WHAT YOU NEED TO DO:
1: From the explanation of means and medians, please copy word for word the part that opens with the words containing "Let’s do the" and closes with "3, 3, 4, 2, 3.".
2: Answer these questions using the explanation of means and medians:
(a) What are the ages of the five children at storytime in the first example?
(b) What is the typical age of participants at the Saturday storytimes?
(c) How does the explanation define the median?
3: Decide whether each statement agrees with the explanation of means and medians. Answer yes or no and quote the words that settle it.
(a) Outliers can greatly change the mean.
(b) The median is affected by an outlier more than the mean is.
(c) The only math used is addition and division.

BEGIN PASSAGE SHOWN

Average is one of those statistics that comes up a lot. What does it mean? How can we use it? What are its limitations? Today we’re going to talk about both the average, also known as the mean, and another statistic called the median. Means and medians are both ways to find out what’s typical and to compare multiple things.
It’s easier to understand what these two statistics tell us when you know how they are calculated. Don’t worry if you don’t think of yourself as a “math person.” We’re only going to use addition and division.
What is it?
Let’s do the basic math of how a mean is calculated using an example. I have a storytime at my library, and I want to know the mean age of the children attending today. With their caregivers’ help, I find out the ages of the five children who are there: 3, 3, 4, 2, 3.
So, to calculate the mean age:
3+3+4+2+3 = 15 ← add up all the ages to make a total
15/5 = 3 ← divide the total by the number of children
The mean age is: 3
Why is it used?
The mean tells us what is typical for a group of values. It’s useful to know what a typical value is because it can help you compare multiple groups of values. Let’s say you think that one of your regular storytimes has younger children than another. You find out participants’ ages at your storytimes on Tuesdays and on Saturdays. After doing this for many months, you see a pattern: usually the typical age of participants on Tuesdays is three, but the typical age on Saturday is five. Because you have these data, you decide to start planning slightly different activities for the Tuesday and Saturday storytimes. Useful, right?
What can go wrong?
Means, like all statistics, have pros and cons. Outliers are unusual pieces of data that can really change the mean. Let’s say someone’s older sibling comes to storytime that same day we calculated the mean for already. So now our data are: 3, 3, 4, 2, 3, 9.
3+3+4+2+3 + 9 = 24 ← add up all the ages to make a total
24/6 = 4 ← divide the total by the number of children
The mean age is: 4
Four! Add one nine year old sibling, and the mean jumps all the way to four. Should you change the storytime to be more geared toward four year olds because this nine year old came once? No, probably not.
Enter the median. The median is another way of calculating a typical value, and is less impacted by an outlier. The median is the middle value in a data set. Or to put it another way, half of the values in the data set are higher than the median and half are lower.
To calculate the median, put the data in order from lowest to highest, and identify the middle value. Here are our data in order: 2, 3, 3, 3, 4, 9.

END PASSAGE SHOWN
BEGIN DATASET EXCERPT

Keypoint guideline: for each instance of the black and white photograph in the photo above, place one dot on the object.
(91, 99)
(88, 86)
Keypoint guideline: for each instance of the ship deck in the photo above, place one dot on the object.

END DATASET EXCERPT

SOLUTIONS BY TASK:
1:
Let’s do the basic math of how a mean is calculated using an example. I have a storytime at my library, and I want to know the mean age of the children attending today. With their caregivers’ help, I find out the ages of the five children who are there: 3, 3, 4, 2, 3.

2:
(a) 3, 3, 4, 2, 3
(b) Five
(c) The middle value in a data set

3:
(a) Yes: "Outliers are unusual pieces of data that can really change the mean."
(b) No: "is less impacted by an outlier"
(c) Yes: "We’re only going to use addition and division."